_Exercise details_:
Without the pictures, copy all of the data exactly.

_Records for this task_:

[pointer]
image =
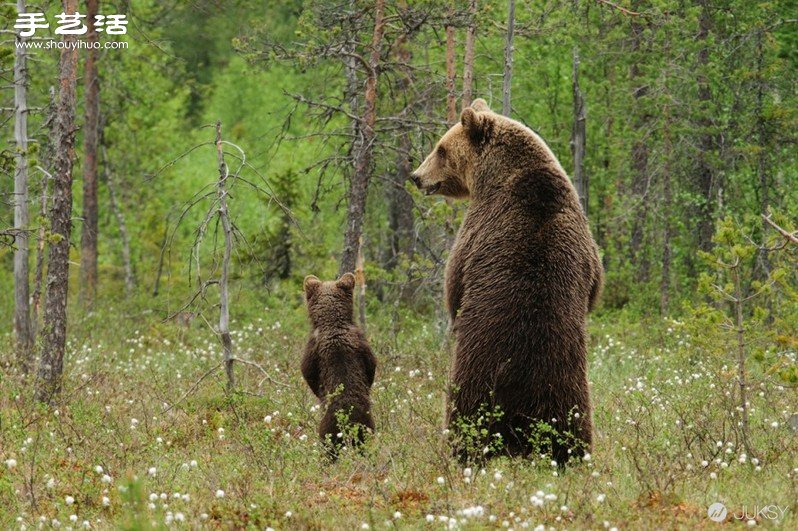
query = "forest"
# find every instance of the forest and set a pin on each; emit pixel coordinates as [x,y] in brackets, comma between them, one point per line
[172,171]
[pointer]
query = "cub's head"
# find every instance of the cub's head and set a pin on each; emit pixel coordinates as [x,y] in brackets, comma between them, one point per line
[449,168]
[330,303]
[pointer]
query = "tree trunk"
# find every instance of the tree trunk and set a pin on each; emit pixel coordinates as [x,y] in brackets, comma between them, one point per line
[665,280]
[88,238]
[400,202]
[41,238]
[55,317]
[116,208]
[762,156]
[224,297]
[707,142]
[46,159]
[578,138]
[468,60]
[363,156]
[451,94]
[22,321]
[639,158]
[508,59]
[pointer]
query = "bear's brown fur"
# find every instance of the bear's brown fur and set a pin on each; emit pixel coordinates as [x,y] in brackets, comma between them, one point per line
[521,277]
[338,364]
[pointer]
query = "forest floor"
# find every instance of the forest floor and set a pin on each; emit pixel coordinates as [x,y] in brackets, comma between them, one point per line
[137,443]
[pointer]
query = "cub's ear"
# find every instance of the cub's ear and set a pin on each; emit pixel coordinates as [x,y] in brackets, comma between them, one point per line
[346,282]
[480,105]
[476,126]
[311,285]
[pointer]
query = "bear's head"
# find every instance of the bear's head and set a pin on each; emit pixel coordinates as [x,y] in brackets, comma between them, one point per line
[448,169]
[485,147]
[330,303]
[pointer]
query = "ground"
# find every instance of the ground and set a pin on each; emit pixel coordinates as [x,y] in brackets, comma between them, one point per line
[137,443]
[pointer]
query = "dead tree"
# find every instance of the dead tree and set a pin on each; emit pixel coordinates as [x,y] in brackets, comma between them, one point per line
[22,321]
[51,365]
[508,59]
[365,146]
[468,60]
[451,92]
[578,138]
[116,208]
[88,238]
[641,175]
[224,296]
[45,158]
[217,195]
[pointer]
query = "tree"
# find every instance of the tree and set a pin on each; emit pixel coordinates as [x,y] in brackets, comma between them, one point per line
[451,92]
[88,238]
[364,150]
[468,60]
[51,365]
[578,137]
[641,173]
[508,59]
[22,321]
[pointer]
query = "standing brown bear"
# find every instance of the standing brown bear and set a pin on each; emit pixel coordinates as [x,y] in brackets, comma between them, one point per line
[521,277]
[338,364]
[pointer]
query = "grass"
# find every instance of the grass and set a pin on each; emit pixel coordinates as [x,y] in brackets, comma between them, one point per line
[122,450]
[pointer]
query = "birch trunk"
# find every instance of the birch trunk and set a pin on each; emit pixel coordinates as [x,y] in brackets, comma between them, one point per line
[116,208]
[468,60]
[22,321]
[55,318]
[578,138]
[88,238]
[363,155]
[451,94]
[508,59]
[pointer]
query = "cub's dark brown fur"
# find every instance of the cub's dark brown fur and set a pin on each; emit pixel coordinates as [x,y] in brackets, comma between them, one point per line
[338,364]
[521,277]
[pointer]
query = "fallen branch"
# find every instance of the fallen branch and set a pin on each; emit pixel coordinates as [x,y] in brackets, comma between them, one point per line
[621,9]
[792,237]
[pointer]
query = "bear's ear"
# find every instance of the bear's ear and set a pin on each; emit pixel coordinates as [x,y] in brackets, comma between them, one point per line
[346,282]
[474,125]
[311,285]
[480,105]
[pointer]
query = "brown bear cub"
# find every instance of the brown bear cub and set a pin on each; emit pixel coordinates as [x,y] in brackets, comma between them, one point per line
[338,364]
[521,277]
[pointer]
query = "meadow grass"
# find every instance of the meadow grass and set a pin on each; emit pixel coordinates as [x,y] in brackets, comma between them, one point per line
[128,446]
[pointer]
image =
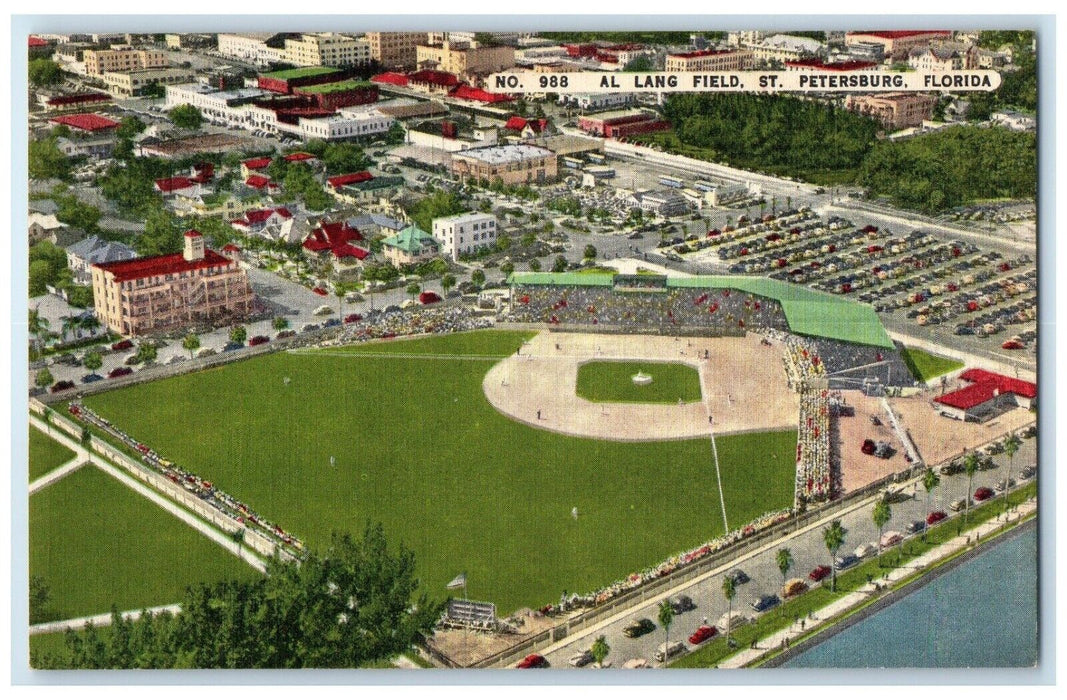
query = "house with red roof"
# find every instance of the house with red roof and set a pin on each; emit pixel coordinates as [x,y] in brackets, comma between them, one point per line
[336,242]
[263,222]
[85,123]
[172,292]
[987,395]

_Task output_:
[pointer]
image =
query = "forest"
# find every instance of the forest and set a pin on each; emit pixel coordinates as [x,y] in brackets, comma between them, one point per line
[172,171]
[pointer]
query = "cub's head"
# find every instance of the cub's head and set a pin on each; emit pixel coordinates as [x,y] in brackets, comma between them, one point per line
[449,168]
[330,303]
[pointer]
query = "tree trunk"
# find every instance of the tree trunk and set a pin on each; emit pixel coordinates as [x,y] in brackets, comma between them, one point per line
[665,280]
[88,238]
[400,202]
[41,238]
[55,317]
[116,208]
[762,156]
[224,297]
[707,142]
[46,159]
[578,138]
[468,60]
[363,156]
[451,94]
[22,321]
[639,158]
[508,59]
[pointer]
query = "bear's brown fur"
# find every instance of the bear's brown fur and set a pin on each; emit pixel coordinates as [x,y] in brackets, comma between them, one point per line
[521,277]
[338,364]
[pointer]
query = "forest floor"
# find every instance of the forest floor and set a pin on each; emit pixel coordinates as [x,y] in brackets, comma between them, one point per line
[137,443]
[pointer]
query = "cub's ear"
# find every instance of the cub's ear and set a pin on each; emit pixel coordinates as [x,y] in brackets, comma between them, one point per line
[346,282]
[480,105]
[476,126]
[311,285]
[pointer]
query = "bear's head"
# find every instance of the bear's head and set a pin on each; emit pixel coordinates as [x,y] in brackets, comma between them, one point per line
[448,169]
[485,147]
[330,303]
[pointer]
query = "ground"
# find every instance of the ground and set a pin on each; emit pixel coordinates as [x,y] in brackets, comma between them, one point per line
[137,443]
[pointer]
query = "dead tree"
# find every instance of the dead tree and set a pin on each; emit pixel coordinates as [x,y] in brackets, comma between them, one point per line
[22,321]
[51,365]
[508,59]
[365,146]
[468,60]
[451,92]
[578,138]
[116,208]
[88,238]
[641,175]
[224,296]
[45,158]
[217,195]
[pointer]
query = "tree"
# find every instance of the tree and set a pin on each; emit pixel coordinates as [x,y] in brackets, comma between them, one point per line
[451,92]
[88,238]
[364,150]
[468,60]
[51,365]
[578,137]
[641,173]
[508,59]
[22,321]
[pointer]
query = "standing brown bear"
# find every instance of the standing brown bear and set a pin on each; emit pixel coordinates as [x,y] in brackets, comma between them, one point per line
[521,277]
[338,364]
[pointer]
query = "grass"
# find every instance of the grass and set a pin on each; emit pixel coordinates as [x,y] in brackets, comma between them, one point per line
[122,450]
[pointer]
query = "birch trunk"
# find every instance of the birch trunk and set a pin on each; emit pixel coordinates as [x,y] in brackets, comma between them, one point per line
[116,208]
[468,60]
[22,321]
[55,318]
[578,138]
[88,238]
[363,155]
[451,94]
[508,59]
[pointer]
query = "cub's dark brown fur"
# find every instance of the cub's dark brown fur and set a pin on each; emit pixel coordinates as [x,y] in brackets, comma between them, one point per line
[338,364]
[521,277]
[pointer]
query = "fallen branch"
# find every instance of the fallen branch and set a pin on each; emit pixel coordinates as [x,y] in brackets, comma between them, one point per line
[621,9]
[792,237]
[pointer]
query = "bear's ear"
# find every instance of the bear's ear and set a pin on each; emit pixel coordinates as [x,y] in brackets, comma between them, one point per line
[346,282]
[474,125]
[311,285]
[480,105]
[pointer]
query = "brown bear cub"
# find every instance of the brown bear cub and set a pin on each; emit pixel coordinates as [x,y] in brackets, comma between them, one point per line
[338,364]
[521,277]
[pointer]
query = "meadow grass"
# find every instance of the meadow grass and set a pin on each; emit pixel coordinates as [x,y] in brackets, comma between them, one point per line
[128,446]
[pointer]
image =
query = "house with red roof"
# find every instance of the house with red roof and set a pin on each; emit pixel coordinates as [x,y] in brackets, comma between them, one point per line
[336,242]
[263,222]
[85,123]
[172,292]
[987,395]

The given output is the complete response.